> **TEXTE FOURNI**
● ● ● ●

Par exemple dans un arrêt du 29 mai 1979, un producteur de montures de lunettes invoquait la concurrence déloyale à l'égard d’un producteur de montures de lunettes similaires. La chambre commerciale rejette l’action et statue que
« les montures de lunettes de la marque étaient d’une grande banalité  extérieure et se référaient aux tendances générales de la mode ». Ainsi, il ne pouvait pas y avoir risque de confusion.

En 2015, dans une affaire similaires la chambre commerciale précisait que
tous les concurrents d’un même secteur doivent pouvoir créer leurs modèles sur la même tendance, tant qu’ils ne copient pas sur le concurrent (Cass. com., 29 sept. 2015, Oxibis, n° 14-14.549).

Dans une affaire Tod’s du 20 mars 2014 relative à une tendance de mode en matière de chaussure, à savoir le modèle de ballerine « Dee Fibietta », la première chambre civile statuait: « ayant souverainement estimé que la preuve de la recherche d’une économie au détriment d’un concurrent, par reprise de savoir-faire, de notoriété ou des fruits d’investissements, n’était pas rapportée, la Cour d'appel en a exactement déduit que la demande formée au titre du parasitisme n’était pas fondée » (
Cass. 1ère civ., 20 mars 2014, Tod’s, n° 12-18.518). La société Tod’s ne pouvait se présenter investie des droits d'auteurs sur cette tendance de ballerine et empêcher ses concurrents — en l’espèce, les société François Pinet et Orphée Club — de s’en servir pour leurs propres collections.




b. 
 
Le principe d'exclusion des idées en droit des marques

Le principe d’exclusion des idées se pose de manière plus marginale en droit des marques. Cependant la question surgit inévitablement lorsque les titulaires tentent de
monopoliser un genre ou un style.

La maison Hermès est titulaire d’une marque complexe constituée d’une voiture à 4 roues à laquelle sont attelés deux chevaux au repos devant lesquels se tient un cocher en habit coiffé d’un chapeau haut de forme. Hermès reprochait à la société Céline d’avoir déposé une marque figurative comportant une voiture à chevaux, un attelage et un cocher. La Cour d’appel interdit l’usage de la marque déposée par Céline. Cependant, la Cour de cassation censure l’arrêt estimant que les juges du fond avaient « consacré au profit de la société Hermès la protection d’un genre figuratif » 
(Cass. com., 12 oct. 1983, Hermès, n° 82-11.552), une solution discutable selon le professeur POLLAUD-DULIAN.

● ● ● ●

> **EXTRAIT DES DONNÉES**
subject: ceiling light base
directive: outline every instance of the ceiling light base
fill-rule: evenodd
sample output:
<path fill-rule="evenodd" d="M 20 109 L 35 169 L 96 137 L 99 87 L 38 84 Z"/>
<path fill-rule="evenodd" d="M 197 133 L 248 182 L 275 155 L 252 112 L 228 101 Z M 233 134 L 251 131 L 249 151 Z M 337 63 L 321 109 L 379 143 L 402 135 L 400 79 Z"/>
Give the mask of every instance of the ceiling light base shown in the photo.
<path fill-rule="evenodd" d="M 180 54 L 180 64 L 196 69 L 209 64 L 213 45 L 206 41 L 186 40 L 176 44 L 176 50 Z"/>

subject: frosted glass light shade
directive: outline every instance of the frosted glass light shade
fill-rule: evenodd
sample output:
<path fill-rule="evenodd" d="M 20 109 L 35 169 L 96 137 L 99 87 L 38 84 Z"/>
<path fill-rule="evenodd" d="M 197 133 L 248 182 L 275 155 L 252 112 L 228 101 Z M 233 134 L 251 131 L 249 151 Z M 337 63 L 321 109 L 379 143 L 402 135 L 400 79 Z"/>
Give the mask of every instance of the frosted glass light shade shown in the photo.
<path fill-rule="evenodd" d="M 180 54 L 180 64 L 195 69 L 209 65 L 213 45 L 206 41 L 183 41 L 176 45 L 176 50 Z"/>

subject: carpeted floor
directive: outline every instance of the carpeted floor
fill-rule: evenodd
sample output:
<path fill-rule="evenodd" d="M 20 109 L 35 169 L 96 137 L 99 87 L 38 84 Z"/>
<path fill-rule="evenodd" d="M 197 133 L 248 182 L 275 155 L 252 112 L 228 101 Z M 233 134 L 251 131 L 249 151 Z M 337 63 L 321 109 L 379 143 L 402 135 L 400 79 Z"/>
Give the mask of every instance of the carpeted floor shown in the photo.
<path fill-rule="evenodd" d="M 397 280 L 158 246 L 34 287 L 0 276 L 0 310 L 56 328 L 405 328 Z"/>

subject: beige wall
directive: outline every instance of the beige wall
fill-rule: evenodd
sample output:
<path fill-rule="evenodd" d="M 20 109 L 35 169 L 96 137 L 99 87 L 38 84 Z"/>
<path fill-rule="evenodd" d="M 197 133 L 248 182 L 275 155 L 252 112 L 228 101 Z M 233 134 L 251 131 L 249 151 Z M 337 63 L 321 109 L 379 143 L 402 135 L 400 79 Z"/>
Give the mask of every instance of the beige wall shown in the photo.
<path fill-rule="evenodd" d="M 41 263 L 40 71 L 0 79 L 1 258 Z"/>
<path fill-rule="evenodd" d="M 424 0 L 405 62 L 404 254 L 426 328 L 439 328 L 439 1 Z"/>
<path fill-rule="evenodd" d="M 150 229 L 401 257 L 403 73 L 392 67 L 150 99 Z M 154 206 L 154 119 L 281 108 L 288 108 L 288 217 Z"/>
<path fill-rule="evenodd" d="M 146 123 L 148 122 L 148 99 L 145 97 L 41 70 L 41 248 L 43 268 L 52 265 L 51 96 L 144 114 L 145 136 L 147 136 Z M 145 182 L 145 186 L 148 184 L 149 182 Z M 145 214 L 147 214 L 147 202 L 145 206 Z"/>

● ● ● ●

> **ACTIONS DEMANDÉES**
A. Reprenez le passage du texte fourni commençant par « Dans une affaire Tod’s » et allant jusqu'à « leurs propres collections. », en substituant « sandale » à « ballerine ».
B. D'après le texte fourni, à quelle société Hermès reprochait-elle d'avoir déposé une marque figurative comportant une voiture à chevaux, un attelage et un cocher ?

> **RÉSULTATS**
A.
Dans une affaire Tod’s du 20 mars 2014 relative à une tendance de mode en matière de chaussure, à savoir le modèle de sandale « Dee Fibietta », la première chambre civile statuait: « ayant souverainement estimé que la preuve de la recherche d’une économie au détriment d’un concurrent, par reprise de savoir-faire, de notoriété ou des fruits d’investissements, n’était pas rapportée, la Cour d'appel en a exactement déduit que la demande formée au titre du parasitisme n’était pas fondée » (
Cass. 1ère civ., 20 mars 2014, Tod’s, n° 12-18.518). La société Tod’s ne pouvait se présenter investie des droits d'auteurs sur cette tendance de sandale et empêcher ses concurrents — en l’espèce, les société François Pinet et Orphée Club — de s’en servir pour leurs propres collections.

B. À la société Céline.